*** FRAGMENTO PARA LEER
Entre las personas que han vivido una experiencia semejante, identificarse en un texto con doble firma significa quizá precisamente eso: sentirse corresponsable de las mismas palabras. Lo que quiere decir que uno se reconoce en una especie de matriz común: como lo fue sin duda el Informe, tanto para Levi como para De Benedetti. Una matriz modelada en la experiencia de ambos, así como en la de muchos otros; en la que, sin embargo, era mucho más fácil identificarse, dado el esfuerzo de objetividad que le había dado forma. Levi extrajo de él casi con total seguridad un reflejo de estilo decisivo para su futuro como escritortestigo: el impulso de buscar, incluso frente a la realidad más desconcertante, el sentido general de las cosas. Pero lo mismo puede decirse de De Benedetti, quien con aquel Informe había experimentado lo eficaz que podía resultar objetivar la enfermedad incluso en las situaciones más exigentes, y custodiaría para siempre en su interior esa lección destinada a hacer, de él, «hombre bueno»,19 como llegará a definirlo un día su amigo Primo Levi, un excelente médico.
Escritos de intención directa
El Informe sobre Monowitz inauguró, por lo tanto, ya en el bienio 1945-1946, un esfuerzo de documentación con el que seguirían comprometidos en décadas posteriores Primo Levi y Leonardo De Benedetti, cada uno a su manera, pero con un propósito común. Nacido como texto militante, encargado y redactado con la guerra todavía en marcha o recién terminada, cuando en noviembre de 1946 sus autores lo publicaron en la ya citada Minerva Medica, lo presentaron como un documento que exponía hechos ya conocidos y —aunque próximos— pertenecientes al pasado. En aquella inmediata posguerra el Informe fue el primer testimonio de carácter técnico ofrecido por antiguos prisioneros de los campos de nacionalidad italiana: un acto eficaz por ser concreto, que se dirigía al entonces poco numeroso público interesado en conocer la realidad del exterminio.
******
*** MATERIAL DE ESTUDIO
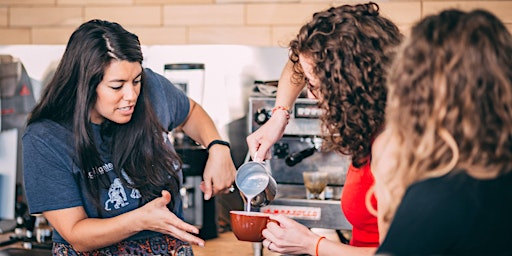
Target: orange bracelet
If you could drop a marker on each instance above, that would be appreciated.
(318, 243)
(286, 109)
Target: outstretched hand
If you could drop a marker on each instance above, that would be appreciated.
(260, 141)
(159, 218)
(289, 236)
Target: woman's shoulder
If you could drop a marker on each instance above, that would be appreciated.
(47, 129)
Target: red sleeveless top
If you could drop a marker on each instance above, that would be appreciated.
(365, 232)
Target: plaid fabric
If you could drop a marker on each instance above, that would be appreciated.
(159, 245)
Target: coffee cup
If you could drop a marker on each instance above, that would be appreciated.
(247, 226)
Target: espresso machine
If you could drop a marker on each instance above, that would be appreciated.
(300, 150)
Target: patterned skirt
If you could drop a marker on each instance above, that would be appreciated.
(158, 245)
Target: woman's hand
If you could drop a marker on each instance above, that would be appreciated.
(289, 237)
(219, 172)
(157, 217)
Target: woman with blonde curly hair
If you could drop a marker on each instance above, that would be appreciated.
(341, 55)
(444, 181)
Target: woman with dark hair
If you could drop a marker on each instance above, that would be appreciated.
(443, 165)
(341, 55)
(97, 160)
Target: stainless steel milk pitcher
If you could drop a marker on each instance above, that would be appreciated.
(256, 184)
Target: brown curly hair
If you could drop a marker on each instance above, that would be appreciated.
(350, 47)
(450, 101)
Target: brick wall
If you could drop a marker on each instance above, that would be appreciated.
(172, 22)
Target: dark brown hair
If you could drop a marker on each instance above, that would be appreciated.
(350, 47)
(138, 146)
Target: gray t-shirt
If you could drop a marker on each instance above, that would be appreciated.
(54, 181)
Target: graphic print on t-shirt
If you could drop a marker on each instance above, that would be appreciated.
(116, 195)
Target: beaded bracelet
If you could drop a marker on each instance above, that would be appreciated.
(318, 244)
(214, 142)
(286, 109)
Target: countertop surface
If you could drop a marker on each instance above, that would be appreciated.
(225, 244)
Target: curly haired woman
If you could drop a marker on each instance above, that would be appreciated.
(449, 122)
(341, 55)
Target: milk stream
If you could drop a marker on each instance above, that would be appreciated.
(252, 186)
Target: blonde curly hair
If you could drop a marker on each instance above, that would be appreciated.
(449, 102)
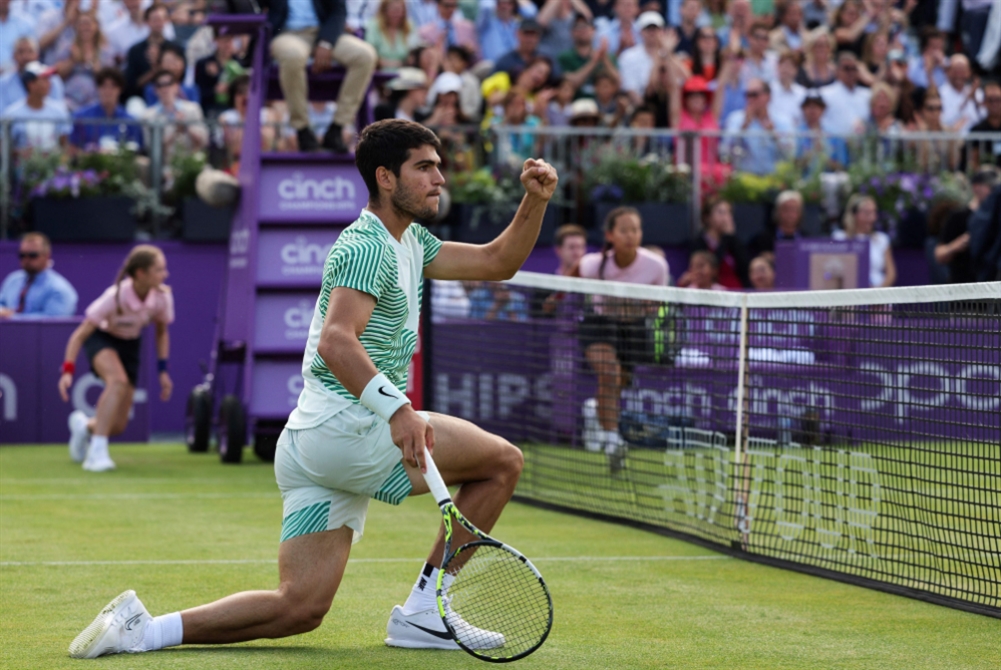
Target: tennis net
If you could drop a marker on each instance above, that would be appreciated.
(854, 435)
******
§ TAREA ASIGNADA A
Copia literalmente el fragmento sobre el Informe sobre Monowitz desde "Escritos de intención" hasta "realidad del exterminio.", ambos incluidos.
§ TAREA ASIGNADA B
Retoma el fragmento sobre el Informe sobre Monowitz a partir de su última oración.
Los registros no guardan ninguna relación con el fragmento sobre el Informe sobre Monowitz.

§ RESPUESTA ESCRITA A
Escritos de intención directa
El Informe sobre Monowitz inauguró, por lo tanto, ya en el bienio 1945-1946, un esfuerzo de documentación con el que seguirían comprometidos en décadas posteriores Primo Levi y Leonardo De Benedetti, cada uno a su manera, pero con un propósito común. Nacido como texto militante, encargado y redactado con la guerra todavía en marcha o recién terminada, cuando en noviembre de 1946 sus autores lo publicaron en la ya citada Minerva Medica, lo presentaron como un documento que exponía hechos ya conocidos y —aunque próximos— pertenecientes al pasado. En aquella inmediata posguerra el Informe fue el primer testimonio de carácter técnico ofrecido por antiguos prisioneros de los campos de nacionalidad italiana: un acto eficaz por ser concreto, que se dirigía al entonces poco numeroso público interesado en conocer la realidad del exterminio.

§ RESPUESTA ESCRITA B
Del mismo modo, también los otros textos recopilados en este libro y firmados por los mismos dos autores fueron reelaborados gradualmente (y publicados solo en parte) en el curso de los años para transmitir el saber irreductible de los campos de concentración, un saber anclado en hechos comprobados. En cuanto escritos de intención directa, en su mayor parte libres de ambiciones literarias, tenían el propósito de informar o interpelar a interlocutores diferentes en cada ocasión. Releídos hoy en día, ayudan a descubrir una dimensión poco tenida en cuenta de la obra de Levi, a lo largo de un amplio arco de tiempo que abarca desde 1945 casi hasta su muerte. En efecto, dan cuenta de manera explícita de opciones y pensamientos que en sus relatos más conocidos sobre la deportación se presentan en su mayor parte de forma menos directa. Resultan, por lo tanto, muy útiles para profundizar en la forma de trabajar de Levi, para poner fecha al nacimiento de nuevas ideas y para seguir su evolución a lo largo del tiempo, es decir, antes de que esas ideas fueran desarrolladas de manera más acabada en Los hundidos y los salvados, su obra conclusiva aparecida en 1986.
Los textos de Levi que hemos recopilado en Así fue Auschwitz son artículos, declaraciones procesales, conferencias, discursos y otras intervenciones de carácter oficial: documentos de distintas clases, impresos en algunos casos más de una vez incluso, pero que han permanecido dispersos entre las páginas de publicaciones no muy difundidas, y por lo tanto largo tiempo en el olvido. La mayoría de ellos —catorce de veintitrés, a los que hay que añadir las dos imágenes del apéndice y, por supuesto, los cuatro textos de Leonardo De Benedetti— no aparecen en la edición de las obras de Levi publicadas por la editorial Einaudi en 1997 al cuidado de Marco Belpoliti: de hecho, dada su dispersión, no fueron localizados hasta hace poco. Algunos otros textos, en cambio, son más conocidos y ya fueron incluidos en las obras completas; pero hemos creído oportuno volver a ofrecerlos aquí por ser muy afines a los precedentes y de naturaleza tal que componen junto con ellos un cuadro de específica organicidad. Releerlos hoy en un nuevo contexto puede ayudar a reinterpretarlos y a poner de relieve rasgos inusuales de gran interés.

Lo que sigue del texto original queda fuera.